** WHAT TO PRODUCE **
Copy every one of the entries below word for word, omitting the pictures.

-- -- --

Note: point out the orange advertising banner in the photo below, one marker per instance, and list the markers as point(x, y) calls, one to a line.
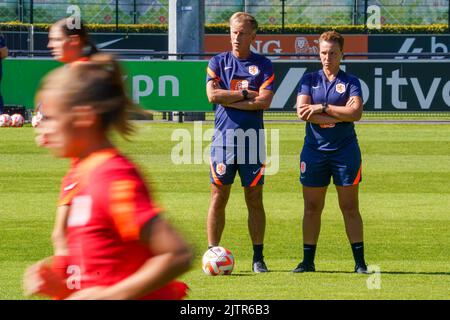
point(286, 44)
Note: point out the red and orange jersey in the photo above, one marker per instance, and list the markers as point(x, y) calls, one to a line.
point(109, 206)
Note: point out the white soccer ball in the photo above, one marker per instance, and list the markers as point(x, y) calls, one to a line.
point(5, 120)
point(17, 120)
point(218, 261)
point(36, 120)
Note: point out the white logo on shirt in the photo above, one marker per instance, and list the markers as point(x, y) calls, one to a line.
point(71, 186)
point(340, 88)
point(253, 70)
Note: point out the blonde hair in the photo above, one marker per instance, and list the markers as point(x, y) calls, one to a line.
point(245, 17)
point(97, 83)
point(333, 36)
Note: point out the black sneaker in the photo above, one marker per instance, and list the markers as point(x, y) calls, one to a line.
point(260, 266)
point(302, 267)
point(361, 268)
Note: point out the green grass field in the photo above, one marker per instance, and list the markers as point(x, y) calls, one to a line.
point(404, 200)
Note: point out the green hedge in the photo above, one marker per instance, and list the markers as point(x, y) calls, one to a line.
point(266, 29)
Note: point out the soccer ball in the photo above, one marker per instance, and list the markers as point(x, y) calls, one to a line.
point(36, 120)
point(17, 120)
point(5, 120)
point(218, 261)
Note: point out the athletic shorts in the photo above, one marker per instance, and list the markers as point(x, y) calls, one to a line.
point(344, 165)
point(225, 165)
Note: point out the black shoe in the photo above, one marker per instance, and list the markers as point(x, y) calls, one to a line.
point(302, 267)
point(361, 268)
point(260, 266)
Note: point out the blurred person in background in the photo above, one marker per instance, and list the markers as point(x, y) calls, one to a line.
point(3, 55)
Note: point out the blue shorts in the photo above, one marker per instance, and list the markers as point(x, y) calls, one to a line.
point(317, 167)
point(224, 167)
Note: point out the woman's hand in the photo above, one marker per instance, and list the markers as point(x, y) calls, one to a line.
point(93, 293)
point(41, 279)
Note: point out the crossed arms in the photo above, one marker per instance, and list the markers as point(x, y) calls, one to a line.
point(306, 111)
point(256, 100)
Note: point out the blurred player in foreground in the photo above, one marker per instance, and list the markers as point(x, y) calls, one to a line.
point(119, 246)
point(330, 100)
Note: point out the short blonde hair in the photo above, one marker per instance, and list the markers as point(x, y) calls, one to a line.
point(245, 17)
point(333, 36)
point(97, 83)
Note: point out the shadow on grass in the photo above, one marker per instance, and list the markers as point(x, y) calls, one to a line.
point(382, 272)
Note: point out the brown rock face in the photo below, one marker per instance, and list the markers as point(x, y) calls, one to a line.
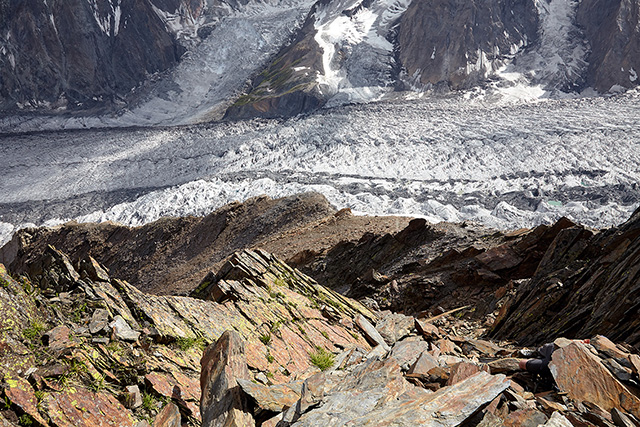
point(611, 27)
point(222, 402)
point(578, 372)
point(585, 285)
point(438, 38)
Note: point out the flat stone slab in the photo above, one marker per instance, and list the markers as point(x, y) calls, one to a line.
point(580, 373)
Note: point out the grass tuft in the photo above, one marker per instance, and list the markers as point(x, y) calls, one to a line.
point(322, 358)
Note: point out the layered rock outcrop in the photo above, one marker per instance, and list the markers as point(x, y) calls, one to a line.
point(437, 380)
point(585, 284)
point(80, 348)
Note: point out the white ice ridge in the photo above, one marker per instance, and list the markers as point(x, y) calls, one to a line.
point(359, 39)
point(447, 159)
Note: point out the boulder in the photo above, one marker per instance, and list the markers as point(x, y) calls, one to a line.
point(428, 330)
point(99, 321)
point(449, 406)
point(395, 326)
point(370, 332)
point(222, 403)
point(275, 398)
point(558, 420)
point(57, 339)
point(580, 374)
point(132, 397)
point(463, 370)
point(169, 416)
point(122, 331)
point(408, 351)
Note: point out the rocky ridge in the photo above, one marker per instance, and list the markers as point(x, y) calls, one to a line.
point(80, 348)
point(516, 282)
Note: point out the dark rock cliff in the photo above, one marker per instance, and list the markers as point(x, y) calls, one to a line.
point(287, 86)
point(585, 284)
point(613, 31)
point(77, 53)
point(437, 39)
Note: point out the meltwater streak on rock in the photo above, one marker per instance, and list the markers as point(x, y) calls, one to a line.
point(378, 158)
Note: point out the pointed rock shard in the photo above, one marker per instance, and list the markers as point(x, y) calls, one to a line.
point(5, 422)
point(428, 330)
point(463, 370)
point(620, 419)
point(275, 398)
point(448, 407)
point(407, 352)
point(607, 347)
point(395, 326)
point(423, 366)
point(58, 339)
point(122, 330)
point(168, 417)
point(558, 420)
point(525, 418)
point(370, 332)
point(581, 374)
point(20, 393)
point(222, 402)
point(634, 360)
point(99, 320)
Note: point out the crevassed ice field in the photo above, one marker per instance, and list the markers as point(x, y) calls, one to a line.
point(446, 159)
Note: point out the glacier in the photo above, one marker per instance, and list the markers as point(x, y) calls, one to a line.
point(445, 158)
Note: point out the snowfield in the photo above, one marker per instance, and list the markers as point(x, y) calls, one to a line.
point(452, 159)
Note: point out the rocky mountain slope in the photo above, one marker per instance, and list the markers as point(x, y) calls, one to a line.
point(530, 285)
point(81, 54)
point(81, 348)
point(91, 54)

-- -- --

** FINISHED ANSWER **
Note: point out the orange advertising banner in the photo below, one marker per instance, and list the markers as point(x, y) calls, one to a line.
point(286, 44)
Note: point out the red and orange jersey in the photo above, one marker per instance, and list the markers as point(x, y) calls, one to a line.
point(109, 206)
Note: point out the white soccer ball in the photo above, one marker per instance, and list the markers as point(x, y) calls, one to a line.
point(5, 120)
point(17, 120)
point(218, 261)
point(36, 120)
Note: point out the white logo on shirt in the photo above, one marker per instance, and list the markers as point(x, y) calls, one to a line.
point(71, 186)
point(340, 88)
point(253, 70)
Note: point out the blonde hair in the photo above, one marker per instance, and list the markers as point(x, y) calls, one to a line.
point(245, 17)
point(97, 83)
point(333, 36)
Note: point out the black sneaker in the photo above, one marker per instance, and list the markers as point(x, y) calls, one to a line.
point(260, 266)
point(302, 267)
point(361, 268)
Note: point out the green grass field in the photo above, one marker per instance, and list the markers as point(x, y) calls, one to a line.
point(404, 200)
Note: point out the green hedge in the photo above, one marker per instance, and list the markers as point(x, y) calls, one to a line.
point(266, 29)
Note: point out the soccer ball in the photo above, one marker per instance, and list the markers as point(x, y) calls, one to a line.
point(36, 120)
point(17, 120)
point(5, 120)
point(218, 261)
Note: point out the athletic shorts in the photo above, one marker per instance, and list the markers as point(x, y) calls, one to a line.
point(344, 165)
point(225, 165)
Note: point out the black shoe in the photo above, one marker per instance, and list the markers as point(x, y) calls, one to a line.
point(302, 267)
point(361, 268)
point(260, 266)
Note: point out the blurred person in background in the photo above, one marker per instance, and list the markers as point(x, y) calls, one to a line.
point(3, 55)
Note: point out the blue shorts in the photo above, one marker per instance, and list the markers as point(x, y) calls, one to a line.
point(317, 167)
point(224, 167)
Note: point out the woman's hand in the photo above, one marker per instance, and list the markers as point(x, y) calls, one to a line.
point(93, 293)
point(41, 279)
Note: point out the crossed arms in the photo above, one marker per instance, and list the markers as point(x, y) calls, one to a line.
point(306, 111)
point(256, 100)
Note: point out the blurred player in foreground in the photo above, one marker per instance, and list the markers as point(x, y) calls, one to a line.
point(119, 246)
point(330, 100)
Note: point out the short blonde hair in the photo above, one marker per instance, and list the markers as point(x, y) calls, one to a line.
point(245, 17)
point(333, 36)
point(97, 83)
Note: point out the shadow on grass in the photo above, one marker per instance, and list the markers as point(x, y) calls, one to a line.
point(382, 272)
Note: point out the brown rock face in the photo below, one marker per instance, and list the markers as point(x, y) calls, one to a line.
point(611, 27)
point(222, 402)
point(578, 372)
point(585, 285)
point(438, 38)
Note: point out the flat stone slab in the photo above, one marker per instance, and list the markers as point(x, y) calls, one to a line.
point(580, 373)
Note: point out the grass tuft in the photo above, one marker per instance, and list the markers as point(x, y) calls, one to a line.
point(322, 358)
Note: point out the layered rock outcrop in the photo above, one marker per instance, and list the markers as point(x, y) calls, one to a line.
point(437, 380)
point(585, 284)
point(80, 348)
Note: point out the white ice ridge in the photo above, one marker per instance, and list the markers as point(x, y) calls, one to a line.
point(359, 39)
point(447, 159)
Note: point out the boulder in the photo above, one marker per instance, and list the markers as point(x, y) calls, one to a line.
point(428, 330)
point(99, 321)
point(449, 406)
point(395, 326)
point(370, 332)
point(222, 403)
point(275, 398)
point(558, 420)
point(57, 339)
point(580, 374)
point(132, 397)
point(463, 370)
point(169, 416)
point(122, 331)
point(408, 351)
Note: point out the rocky ridge in the photo above, one marker per instance, and list the markers as point(x, y) calls, one to a line.
point(80, 348)
point(516, 282)
Note: point out the dark rock cliff in the photo above, one marker per instance, and list the markers as point(x, y) calls, one to a line.
point(287, 86)
point(585, 284)
point(613, 31)
point(77, 53)
point(437, 39)
Note: point out the meltwater streak on rock in the photo above, one marker per instance, and list the markers as point(x, y) calls, one to a line.
point(378, 158)
Note: point out the pointed rock shard in the photo above, one marker per instance, and list the markers as point(x, y) calls, one to a line.
point(5, 422)
point(428, 330)
point(463, 370)
point(620, 419)
point(275, 398)
point(448, 407)
point(407, 352)
point(607, 347)
point(395, 326)
point(423, 366)
point(58, 339)
point(122, 330)
point(168, 417)
point(558, 420)
point(525, 418)
point(370, 332)
point(581, 374)
point(20, 393)
point(222, 402)
point(634, 360)
point(99, 320)
Note: point out the crevassed ice field in the photo above, one marker per instance, and list the markers as point(x, y) calls, one to a line.
point(446, 159)
Note: point out the glacier in the photo above, one marker per instance, and list the markers as point(x, y) calls, one to a line.
point(445, 158)
Note: point out the snowfield in the photo above, one marker per instance, and list the markers as point(x, y) calls, one to a line.
point(452, 159)
Note: point out the rocky mountain slope in the photo above, one marker per instance, and list the markers as point(x, y) calls, one to a line.
point(530, 285)
point(81, 54)
point(81, 348)
point(91, 54)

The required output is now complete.